» **THE EXERCISE**
In the part of the material that opens with the line containing "If you would be willing to indicate the tree trunk" and closes with the line containing "If you would be willing to indicate the relief", replace "trunk" with "stump" and write out only those lines, with everything else left unchanged.
====== STORED ROWS ======
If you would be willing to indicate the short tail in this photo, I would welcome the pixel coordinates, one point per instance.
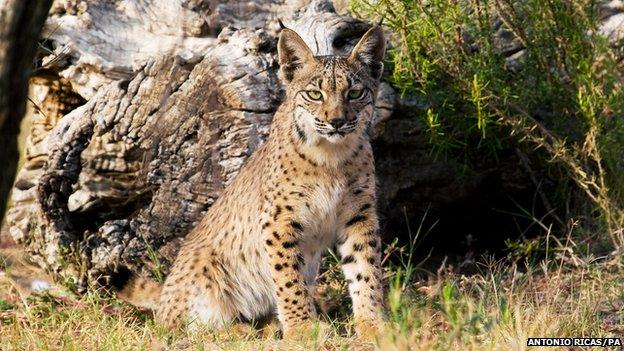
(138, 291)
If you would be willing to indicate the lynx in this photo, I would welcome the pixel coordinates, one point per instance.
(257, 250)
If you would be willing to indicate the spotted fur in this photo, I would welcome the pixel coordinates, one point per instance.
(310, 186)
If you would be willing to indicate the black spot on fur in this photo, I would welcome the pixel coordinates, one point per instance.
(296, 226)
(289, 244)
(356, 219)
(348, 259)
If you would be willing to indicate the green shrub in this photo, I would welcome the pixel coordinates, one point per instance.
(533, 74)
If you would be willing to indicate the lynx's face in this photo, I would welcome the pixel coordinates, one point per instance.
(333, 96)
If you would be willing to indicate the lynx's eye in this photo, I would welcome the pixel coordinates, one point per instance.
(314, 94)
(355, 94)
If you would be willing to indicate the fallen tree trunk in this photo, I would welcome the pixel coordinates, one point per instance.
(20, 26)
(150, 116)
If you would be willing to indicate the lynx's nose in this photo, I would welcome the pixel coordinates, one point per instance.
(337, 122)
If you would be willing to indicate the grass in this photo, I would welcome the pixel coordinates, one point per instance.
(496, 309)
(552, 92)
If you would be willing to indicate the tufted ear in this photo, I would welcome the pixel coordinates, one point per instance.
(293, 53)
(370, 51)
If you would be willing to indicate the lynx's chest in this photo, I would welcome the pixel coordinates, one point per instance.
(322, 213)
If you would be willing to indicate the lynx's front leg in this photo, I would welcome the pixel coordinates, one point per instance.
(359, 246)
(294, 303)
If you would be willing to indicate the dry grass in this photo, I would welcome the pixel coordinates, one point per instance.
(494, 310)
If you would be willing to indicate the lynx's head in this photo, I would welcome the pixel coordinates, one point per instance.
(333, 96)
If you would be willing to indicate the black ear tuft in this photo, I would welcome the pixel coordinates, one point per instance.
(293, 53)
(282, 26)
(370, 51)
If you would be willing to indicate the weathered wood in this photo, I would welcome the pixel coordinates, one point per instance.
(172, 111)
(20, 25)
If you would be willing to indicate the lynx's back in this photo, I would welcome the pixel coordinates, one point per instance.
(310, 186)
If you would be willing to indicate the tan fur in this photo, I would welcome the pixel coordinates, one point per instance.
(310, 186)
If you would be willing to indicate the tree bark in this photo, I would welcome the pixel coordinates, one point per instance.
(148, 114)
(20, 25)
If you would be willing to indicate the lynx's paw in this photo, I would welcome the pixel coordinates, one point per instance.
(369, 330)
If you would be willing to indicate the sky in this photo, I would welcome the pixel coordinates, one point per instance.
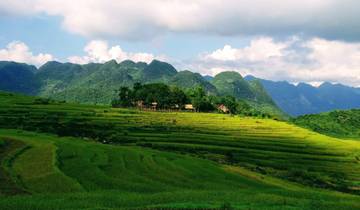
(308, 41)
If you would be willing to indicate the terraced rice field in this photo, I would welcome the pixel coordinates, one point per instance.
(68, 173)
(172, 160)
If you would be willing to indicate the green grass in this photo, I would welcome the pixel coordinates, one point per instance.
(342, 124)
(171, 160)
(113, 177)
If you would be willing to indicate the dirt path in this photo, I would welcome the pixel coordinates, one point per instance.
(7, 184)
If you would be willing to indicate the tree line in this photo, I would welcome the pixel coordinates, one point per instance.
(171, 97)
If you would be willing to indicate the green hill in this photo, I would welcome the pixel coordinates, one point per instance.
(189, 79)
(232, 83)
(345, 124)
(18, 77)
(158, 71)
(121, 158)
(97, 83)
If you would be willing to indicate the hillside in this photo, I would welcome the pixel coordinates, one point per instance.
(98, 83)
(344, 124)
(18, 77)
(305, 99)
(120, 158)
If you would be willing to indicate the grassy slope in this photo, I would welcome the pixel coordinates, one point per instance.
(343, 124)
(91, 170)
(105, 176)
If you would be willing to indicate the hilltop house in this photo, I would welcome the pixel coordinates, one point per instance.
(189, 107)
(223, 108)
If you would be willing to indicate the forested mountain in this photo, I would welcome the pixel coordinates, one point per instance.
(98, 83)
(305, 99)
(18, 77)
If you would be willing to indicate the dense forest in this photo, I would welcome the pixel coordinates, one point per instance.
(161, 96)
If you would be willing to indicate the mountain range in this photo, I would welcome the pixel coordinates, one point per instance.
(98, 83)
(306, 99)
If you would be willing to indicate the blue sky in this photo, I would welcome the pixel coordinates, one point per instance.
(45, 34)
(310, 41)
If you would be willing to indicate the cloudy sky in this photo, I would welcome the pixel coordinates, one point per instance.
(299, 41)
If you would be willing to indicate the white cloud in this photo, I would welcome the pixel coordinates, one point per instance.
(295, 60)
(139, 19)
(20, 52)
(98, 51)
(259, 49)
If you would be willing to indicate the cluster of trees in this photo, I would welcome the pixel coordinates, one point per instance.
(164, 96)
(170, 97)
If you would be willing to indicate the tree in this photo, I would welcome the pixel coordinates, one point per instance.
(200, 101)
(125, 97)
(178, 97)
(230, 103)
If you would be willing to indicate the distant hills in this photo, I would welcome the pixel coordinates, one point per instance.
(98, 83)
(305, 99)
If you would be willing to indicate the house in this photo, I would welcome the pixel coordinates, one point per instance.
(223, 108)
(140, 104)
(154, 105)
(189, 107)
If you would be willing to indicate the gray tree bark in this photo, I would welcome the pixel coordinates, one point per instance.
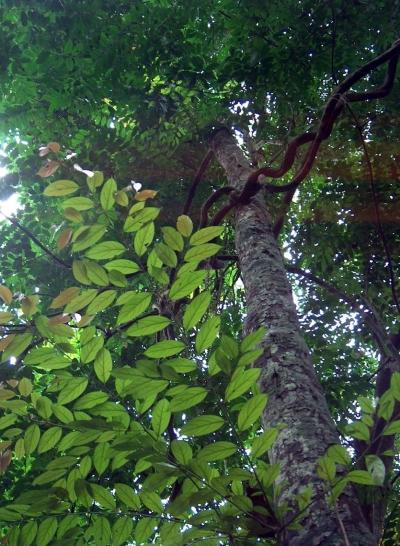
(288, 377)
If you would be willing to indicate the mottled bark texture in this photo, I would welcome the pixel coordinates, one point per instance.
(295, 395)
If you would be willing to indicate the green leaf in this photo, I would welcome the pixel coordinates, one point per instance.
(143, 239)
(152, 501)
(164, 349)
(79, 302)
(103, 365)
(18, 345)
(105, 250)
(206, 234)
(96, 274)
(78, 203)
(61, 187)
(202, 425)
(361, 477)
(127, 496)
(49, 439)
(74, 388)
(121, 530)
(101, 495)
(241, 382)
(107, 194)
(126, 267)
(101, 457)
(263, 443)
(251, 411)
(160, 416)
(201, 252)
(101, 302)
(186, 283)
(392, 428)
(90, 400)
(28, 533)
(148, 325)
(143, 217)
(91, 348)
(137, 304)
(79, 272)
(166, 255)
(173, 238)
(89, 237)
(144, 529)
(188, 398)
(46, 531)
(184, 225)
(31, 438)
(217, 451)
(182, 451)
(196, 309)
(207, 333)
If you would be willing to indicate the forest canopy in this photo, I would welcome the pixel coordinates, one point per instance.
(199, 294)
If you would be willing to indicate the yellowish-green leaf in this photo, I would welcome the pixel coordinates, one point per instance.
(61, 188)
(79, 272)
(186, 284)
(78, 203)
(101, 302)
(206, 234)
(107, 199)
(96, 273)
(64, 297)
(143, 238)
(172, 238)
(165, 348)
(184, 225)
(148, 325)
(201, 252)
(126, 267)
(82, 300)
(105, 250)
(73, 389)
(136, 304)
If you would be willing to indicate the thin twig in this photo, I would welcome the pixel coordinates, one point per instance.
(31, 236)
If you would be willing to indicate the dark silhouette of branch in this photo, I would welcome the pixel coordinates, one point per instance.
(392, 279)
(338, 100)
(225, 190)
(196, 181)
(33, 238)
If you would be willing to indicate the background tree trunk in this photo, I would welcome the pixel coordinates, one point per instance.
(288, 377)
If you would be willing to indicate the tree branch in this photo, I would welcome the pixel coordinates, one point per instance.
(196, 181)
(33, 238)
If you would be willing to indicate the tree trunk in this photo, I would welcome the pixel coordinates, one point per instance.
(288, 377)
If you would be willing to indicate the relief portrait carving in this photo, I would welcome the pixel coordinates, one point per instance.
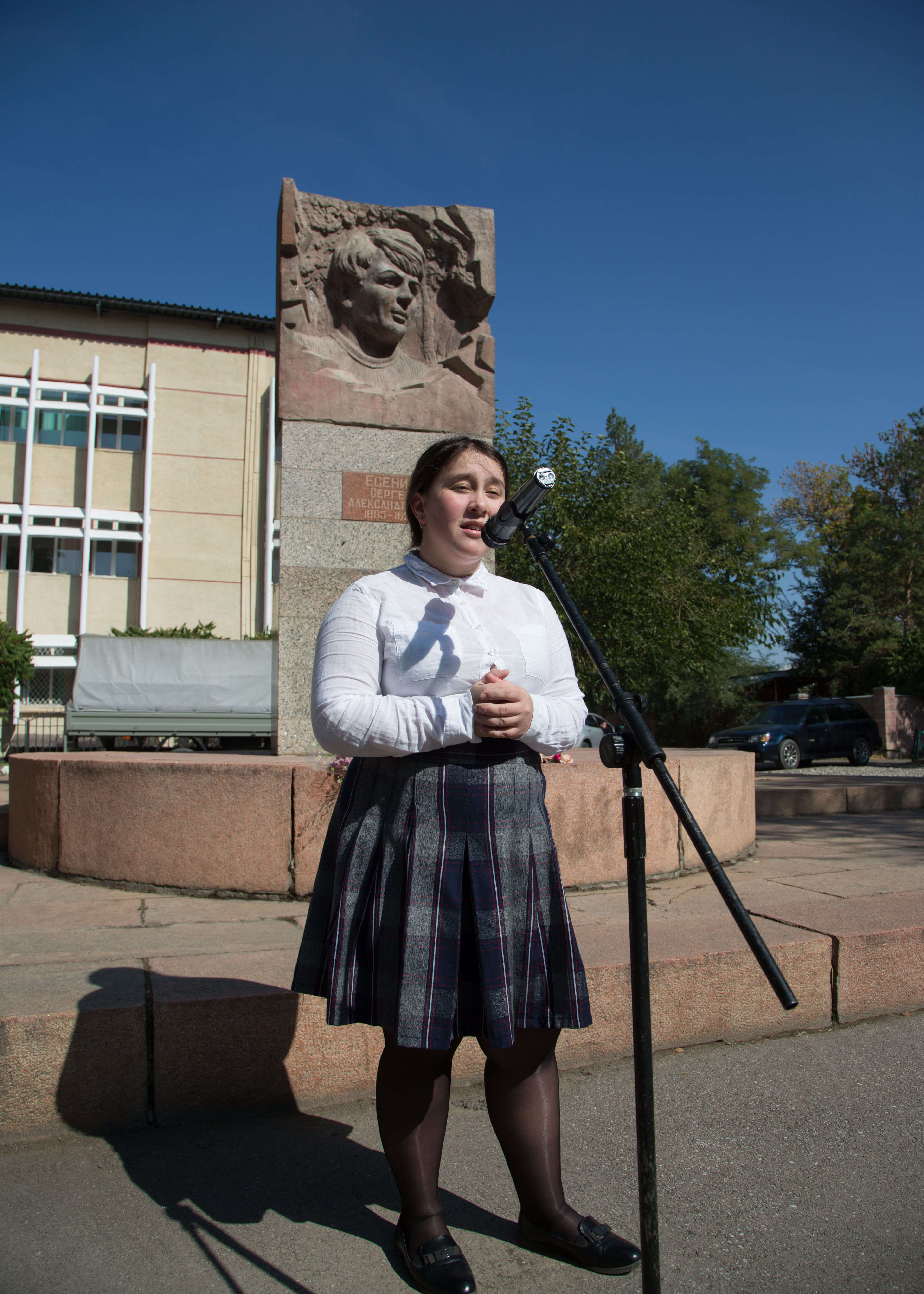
======
====== STORED ROWS ======
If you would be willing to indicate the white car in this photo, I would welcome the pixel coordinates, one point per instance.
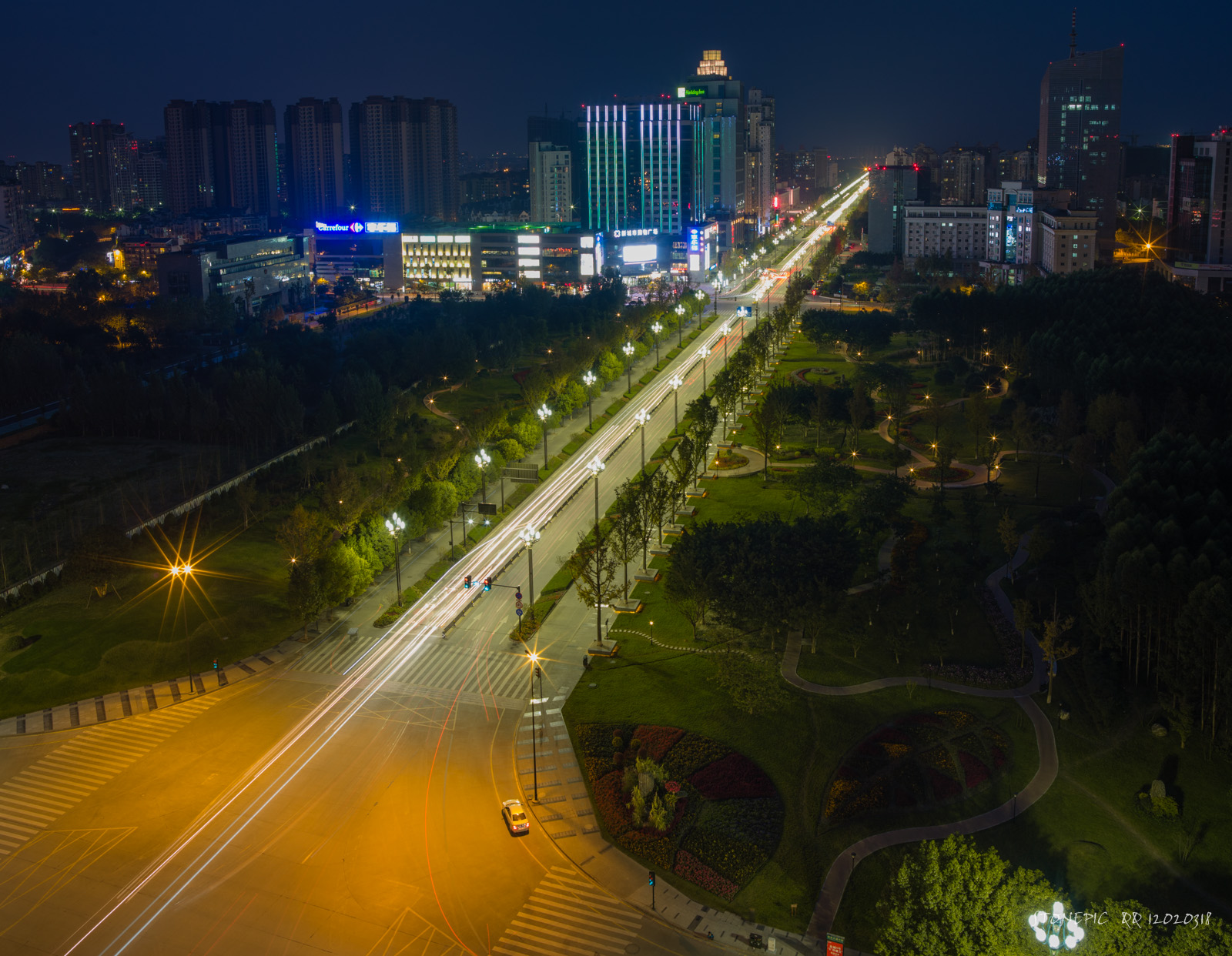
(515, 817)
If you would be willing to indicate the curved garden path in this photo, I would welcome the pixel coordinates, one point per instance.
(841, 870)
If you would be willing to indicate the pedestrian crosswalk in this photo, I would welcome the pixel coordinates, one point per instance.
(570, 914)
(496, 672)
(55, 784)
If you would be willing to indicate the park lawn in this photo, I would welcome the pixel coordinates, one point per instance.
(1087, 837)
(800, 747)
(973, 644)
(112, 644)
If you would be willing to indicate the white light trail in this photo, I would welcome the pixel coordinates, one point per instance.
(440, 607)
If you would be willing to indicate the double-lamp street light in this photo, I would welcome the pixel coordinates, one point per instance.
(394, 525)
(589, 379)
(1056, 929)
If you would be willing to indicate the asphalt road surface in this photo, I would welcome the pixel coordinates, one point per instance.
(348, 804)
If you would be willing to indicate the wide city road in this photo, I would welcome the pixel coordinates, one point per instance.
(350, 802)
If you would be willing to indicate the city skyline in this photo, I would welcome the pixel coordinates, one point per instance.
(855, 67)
======
» **EXPECTED ANSWER**
If you would be willing to indicate the tree stump in this photo, I would welcome the pixel coordinates, one point per instance.
(288, 377)
If you would be willing to indicate the relief portrait carving in this photo, I would welcome the pixel coordinates, one point per instance.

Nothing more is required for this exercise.